## Document
□ □ □ □

Faisant tous deux référence au sentiment de s'être trompé, erreur et faute sont des mots souvent confondus.
La différence, bien que subtile, n'en est pas moins présente : une faute (altération du latin falsus, faux), c'est un manquement à une règle (morale, scientifique, artistique...), à une norme, alors qu'une erreur (nom emprunté du latin error, errer d'où incertitude, ignorance) n'est rien d'autre qu'une méprise, une action inconsidérée, voire regrettable, un défaut de jugement ou d'appréciation.
Ainsi commettra-t-on une faute de français (c'est-à-dire une faute contre l'ensemble des règles régissant notre langue, comme on le disait à une époque), une faute de goût (manquement à la bienséance) mais une erreur judiciaire.
Certains linguistes ont voulu faire de la conscience de la méprise la distinction entre faute et erreur. Ainsi, Gheorghe Doca rappelle que « les fautes sont liées à la performance » (on en est immédiatement conscient : lorsque l'on attire notre attention sur elles, on a la possibilité de faire soi-même la correction parce qu'on connaît les règles) tandis que « les erreurs sont liées à la compétence » (on les fait de façon inconsciente et involontaire, faute de connaissance suffisante de la règle).
Plus globalement, la distinction repose sur l'idée de responsabilité – pour ne pas dire de culpabilité (à la différence du péché, la faute n'a pas forcément de connotation religieuse... mais force est de constater qu'elle reste le plus souvent moralement connotée dans l'inconscient collectif).
Nous sommes responsables de nos fautes, en ce que nous sommes censés connaître les règles, les lois qui prévalent. En revanche, une erreur est le plus souvent commise de façon involontaire – sans intention délibérée, donc de bonne foi (à la différence d'un mensonge) –, par inattention, par maladresse, par oubli, par ignorance...

□ □ □ □

Reprenez le texte sur la différence entre faute et erreur et poursuivez-le à partir de sa dernière phrase.

## Matériaux recueillis

□ □ □ □

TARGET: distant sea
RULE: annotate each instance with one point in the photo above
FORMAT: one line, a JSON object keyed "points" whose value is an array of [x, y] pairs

□ □ □ □

## Corrigé
C'est ma faute, tout cela est arrivé par ma faute.
Cette décision précipitée fut une faute (= un manquement à la prudence).
Sauf erreur ou omission.
Induire quelqu'un en erreur (= l'amener à se tromper).
Remarque 1 : L'usage veut que l'on parle d'une faute d'orthographe mais d'une erreur de calcul. Comme si une confusion avec les lettres était plus grave qu'une maladresse avec les chiffres... Il me semble pourtant que l'on devrait pouvoir dire, dans les deux cas :
Une faute de calcul ou d'orthographe (si l'on insiste sur le manquement aux règles calculatoires ou orthographiques) et Une erreur de calcul ou d'orthographe (si l'on relève l'étourderie, la confusion, la simple inexactitude).
Un internaute (qui se fait appeler Jean-Mi sur un forum de discussion) introduit pertinemment le débat :
« Je me rappelle une "petite sixième" qui, ayant écrit "Il oubli", s'étonnait que j'ajoute un E alors que "il" est masculin... Avait-elle commis une faute ou une confusion entre l'accord de conjugaison et l'accord en genre ? Cette fillette avait réfléchi, s'était posé la question de terminaison, avait repéré le genre du sujet, mais, tout simplement, elle n'avait pas encore assimilé les codes (...) Je propose donc qu'on remplace "faute d'orthographe" par "erreur d'orthographe". »
Et vous, qu'en pensez-vous ?
Remarque 2 : Une erreur étant le plus souvent involontaire, on conçoit que l'expression erreur involontaire relève du tour pléonastique... sauf quand on souhaite insister sur le fait qu'il s'agit justement là d'une méprise commise de façon non délibérée, par opposition aux (rares ?) cas d'erreurs intentionnelles.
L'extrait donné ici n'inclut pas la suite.